__ÜBUNGSAUFGABEN__.
**a)** Wie viele Cybercrime-Fälle beschäftigten laut Ausgangstext im Jahr 2022 die Staatsanwaltschaften in Sachsen?
**b)** Nenne alle Städte, die im Ausgangstext vorkommen.

__AUSGANGSTEXT__.
Mehr Expertise und technisches Knowhow sollen Sachsens Justiz gegen die wachsende Cyberkriminalität helfen. Die Ermittlungskapazitäten in diesem Bereich werden um zwei Schwerpunktstaatsanwaltschaften mit je drei Stellen für speziell dafür ausgebildetes Personal in Dresden und Leipzig verstärkt, wie Justizministerin Katja Meier (Grüne) am Montag in Dresden sagte. Sie arbeiteten eng mit der schon bestehenden Zentralstelle Cybercrime bei der Generalstaatsanwaltschaft zusammen. Zur künftig dreistufigen Struktur gehören zudem Sonderdezernate in den Staatsanwaltschaften Chemnitz, Görlitz und Zwickau. Damit solle das Vorgehen gegen gut organisierte und gut vernetzte sowie zunehmend aus dem Ausland agierende Täter effektiver und «schlagkräftiger» werden.
«Die seit Jahren steigenden Fallzahlen sind eine zunehmende Bedrohung der Gesellschaft, es bedarf daher einer effektiveren Bekämpfung», sagte die Ministerin. Nach ihren Angaben wurden für Deutschland 2022 das dritte Jahr in Folge über 130.000 Fälle erfasst. Verschiedene Studien gingen von einer erheblichen Dunkelziffer aus - nach Schätzungen werde nur etwa einer von zehn Fällen angezeigt. Dabei gebe es «einen eklatanten Anstieg der sogenannten Auslandstaten». Zum Teil existenzgefährdete Geschädigte lebten in Deutschland, die Täter aber seien im Ausland oder teils nicht identifizierbar.
In Dresden und Leipzig werden künftig herausgehobene Verfahren bearbeitet, in der Cybercrime-Zentralstelle auch solche «von besonderer Tragweite», wie etwa Angriffe auf bedeutende Infrastruktur, wie Generalstaatsanwalt Martin Uebele sagte. Er sprach von einer «signifikanten» Zunahme des Phänomens auch im Zuge der Digitalisierung und entgegen dem allgemeinen Kriminalitätstrend. «Cyberkriminalität ist eines der Felder, die boomen.»
Nach seinen Angaben nahm die Zahl der angezeigten Straftaten im Internet gegen IT-Systeme, oder wo diese Tatmittel seien oder Netzstrukturen angegriffen werden, in Sachsen seit 2018 zu - von 2280 auf 3457 im vergangenen Jahr. Angesichts von Künstlicher Intelligenz (KI) spreche nichts für eine Trendumkehr oder Stagnation, dafür müsse man sich wappnen.
Laut Uebele liefen 2018 bei den Staatsanwaltschaften im Freistaat Ermittlungen zu rund 6500 Cybercrime-Fällen - 2022 waren es mit etwa 13.700 mehr als doppelt so viele. In der ersten Hälfte diesen Jahres lag die Verfahrenszahl bei 8000. In der Regel liefen zwei Drittel gegen Unbekannt. Bei vielen davon sei der Ermittlungsaufwand «gigantisch» und auch technisches Knowhow gefordert. Uebele sieht auch wegen der Verunsicherung in der Öffentlichkeit Handlungsbedarf. So geben den Angaben zufolge bei Umfragen die meisten Menschen an, schon einmal Opfer von Cybercrime geworden zu sein oder Angst davor zu haben.

__BEREITGESTELLTE ANGABEN__.

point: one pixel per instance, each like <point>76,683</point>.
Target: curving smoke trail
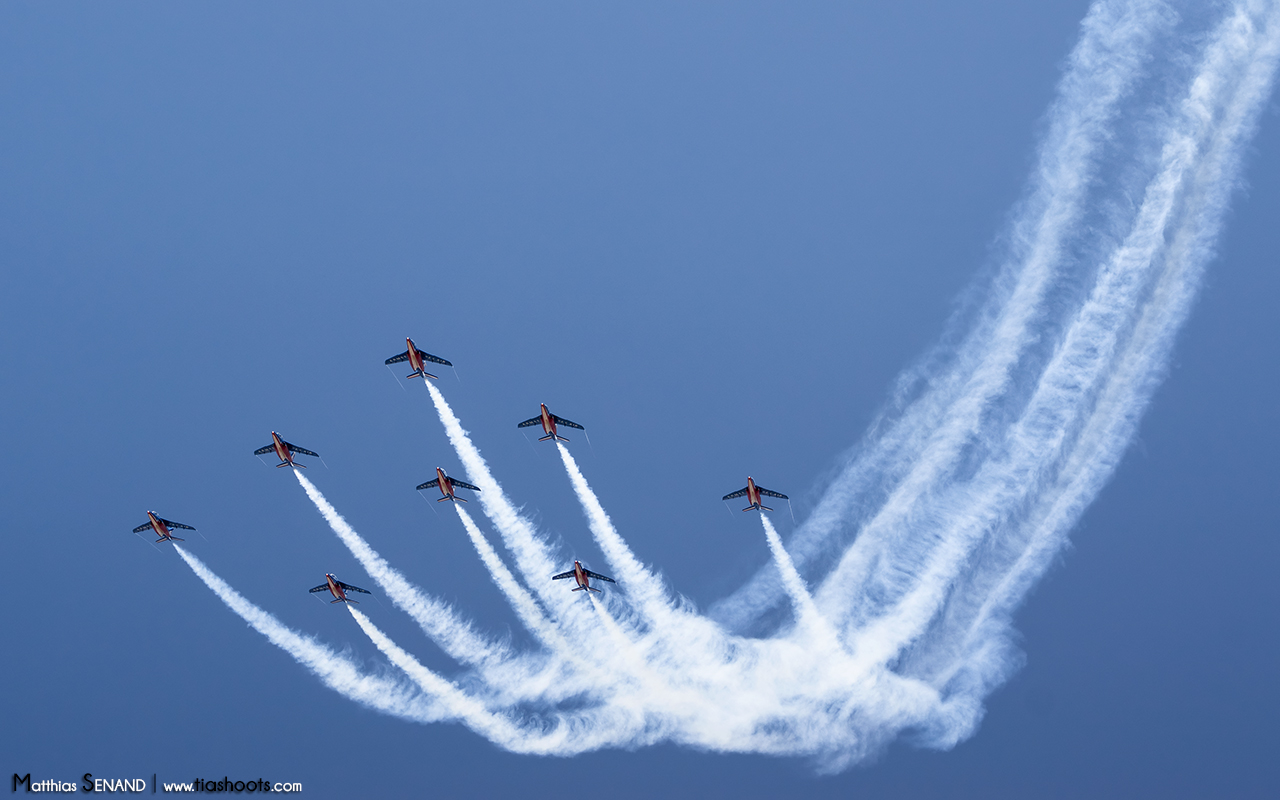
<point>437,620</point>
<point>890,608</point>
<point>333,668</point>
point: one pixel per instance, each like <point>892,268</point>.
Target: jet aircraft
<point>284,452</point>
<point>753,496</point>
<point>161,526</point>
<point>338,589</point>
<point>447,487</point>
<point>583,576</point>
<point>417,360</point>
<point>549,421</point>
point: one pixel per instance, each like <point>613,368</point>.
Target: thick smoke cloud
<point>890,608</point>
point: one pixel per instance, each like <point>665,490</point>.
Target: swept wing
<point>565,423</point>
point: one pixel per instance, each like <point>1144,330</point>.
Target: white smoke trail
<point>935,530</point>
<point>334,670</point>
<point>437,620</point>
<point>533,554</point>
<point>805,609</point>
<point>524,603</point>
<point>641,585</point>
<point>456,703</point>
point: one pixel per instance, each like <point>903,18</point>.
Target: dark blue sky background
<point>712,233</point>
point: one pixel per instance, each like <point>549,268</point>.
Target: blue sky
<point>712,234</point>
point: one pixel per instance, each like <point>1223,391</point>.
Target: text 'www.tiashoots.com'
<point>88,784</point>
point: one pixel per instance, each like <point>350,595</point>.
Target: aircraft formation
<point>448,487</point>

__SCHRIFTLICHE ANTWORTEN__.
**a)** Etwa 13.700 Fälle.

**b)** Dresden, Leipzig, Chemnitz, Görlitz, Zwickau